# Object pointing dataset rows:
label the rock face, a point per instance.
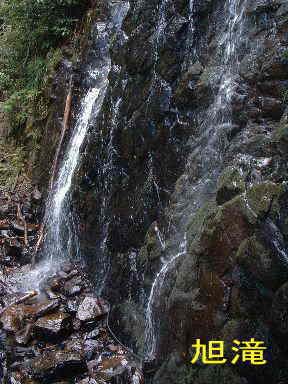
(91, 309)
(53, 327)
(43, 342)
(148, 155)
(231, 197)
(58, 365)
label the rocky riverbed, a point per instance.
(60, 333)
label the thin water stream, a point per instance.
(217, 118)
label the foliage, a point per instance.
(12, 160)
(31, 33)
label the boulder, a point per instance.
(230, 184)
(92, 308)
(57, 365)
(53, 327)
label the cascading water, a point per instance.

# Given instruction:
Using the records above, retype everything exactly except the pictures.

# Output:
label the rock face, a point per instance.
(91, 309)
(53, 327)
(43, 342)
(148, 155)
(231, 197)
(58, 365)
label the rocky riverbed, a point per instance.
(60, 333)
label the thin water stream, a point per instance.
(217, 118)
label the foliage, a point per instance.
(12, 160)
(31, 33)
label the boulder, a point per instance.
(230, 184)
(92, 308)
(57, 365)
(53, 327)
label the cascading water, a point per instance.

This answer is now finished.